# Exercise description
The answer must consist of the entire listing, repeated exactly.

# Provided entries
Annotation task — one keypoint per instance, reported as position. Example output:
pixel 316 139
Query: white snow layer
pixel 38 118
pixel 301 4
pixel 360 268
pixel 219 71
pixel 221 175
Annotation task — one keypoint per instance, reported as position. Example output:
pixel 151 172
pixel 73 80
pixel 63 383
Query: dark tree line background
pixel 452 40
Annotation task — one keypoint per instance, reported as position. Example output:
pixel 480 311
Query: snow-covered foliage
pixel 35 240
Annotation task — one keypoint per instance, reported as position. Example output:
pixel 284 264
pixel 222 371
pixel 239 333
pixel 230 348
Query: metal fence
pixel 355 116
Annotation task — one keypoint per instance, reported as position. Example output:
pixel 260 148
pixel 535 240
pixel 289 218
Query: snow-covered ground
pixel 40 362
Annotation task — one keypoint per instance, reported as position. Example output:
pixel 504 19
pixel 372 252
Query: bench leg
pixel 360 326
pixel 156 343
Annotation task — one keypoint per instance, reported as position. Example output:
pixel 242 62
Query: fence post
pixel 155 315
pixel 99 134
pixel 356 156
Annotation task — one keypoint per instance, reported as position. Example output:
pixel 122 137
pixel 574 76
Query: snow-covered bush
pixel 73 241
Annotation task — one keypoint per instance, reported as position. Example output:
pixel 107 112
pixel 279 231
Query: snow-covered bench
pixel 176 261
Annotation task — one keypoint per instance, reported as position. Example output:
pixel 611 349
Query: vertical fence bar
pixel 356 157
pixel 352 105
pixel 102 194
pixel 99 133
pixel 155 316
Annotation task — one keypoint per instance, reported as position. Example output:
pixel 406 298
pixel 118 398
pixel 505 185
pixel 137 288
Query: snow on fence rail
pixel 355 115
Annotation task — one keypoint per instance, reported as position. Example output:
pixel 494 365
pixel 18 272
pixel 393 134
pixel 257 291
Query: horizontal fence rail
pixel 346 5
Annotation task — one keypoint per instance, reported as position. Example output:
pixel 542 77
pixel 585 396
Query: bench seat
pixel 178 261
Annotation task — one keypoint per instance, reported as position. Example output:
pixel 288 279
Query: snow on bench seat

# Written solution
Annotation task — one keypoint per instance, reported as position. Example output:
pixel 316 139
Query: white snow layer
pixel 38 118
pixel 301 4
pixel 360 268
pixel 219 71
pixel 221 175
Annotation task — one keypoint per instance, reported as position. Example output:
pixel 151 172
pixel 73 80
pixel 63 383
Query: dark tree line background
pixel 452 40
Annotation task — one keypoint per instance, reported as position. Example output:
pixel 480 311
Query: snow-covered foliage
pixel 35 240
Annotation task — one keypoint per instance, reported as position. Example output:
pixel 284 264
pixel 222 371
pixel 239 333
pixel 230 348
Query: metal fence
pixel 355 116
Annotation task — one keypoint per instance, reported as position. Example output:
pixel 260 148
pixel 535 240
pixel 289 218
Query: snow-covered ground
pixel 40 362
Annotation task — one keypoint per instance, reported as position. Example output:
pixel 504 19
pixel 372 252
Query: bench leg
pixel 360 326
pixel 156 343
Annotation task — one keypoint per instance, reported as position. Example output:
pixel 242 62
Query: fence post
pixel 155 315
pixel 99 134
pixel 356 156
Annotation task — one keypoint per instance, reported as position. Example output:
pixel 122 137
pixel 574 76
Query: snow-covered bush
pixel 73 241
Annotation task — one keypoint per instance, reported as position. Example output:
pixel 107 112
pixel 279 231
Query: snow-covered bench
pixel 176 261
Annotation task — one keypoint per instance, reported as position. Example output:
pixel 611 349
Query: vertical fence bar
pixel 356 157
pixel 352 105
pixel 102 194
pixel 99 133
pixel 155 316
Annotation task — one keypoint per instance, reported as position. Example output:
pixel 406 298
pixel 118 398
pixel 505 185
pixel 137 288
Query: snow on fence rail
pixel 355 115
Annotation task — one keypoint per instance, reported as position. Example output:
pixel 494 365
pixel 18 272
pixel 393 134
pixel 257 291
Query: horizontal fence rail
pixel 346 5
Annotation task — one keypoint per instance, reported as position. Example output:
pixel 542 77
pixel 585 396
Query: bench seat
pixel 178 261
Annotation task — one keypoint per instance, reported as position. Example output:
pixel 288 279
Query: snow on bench seat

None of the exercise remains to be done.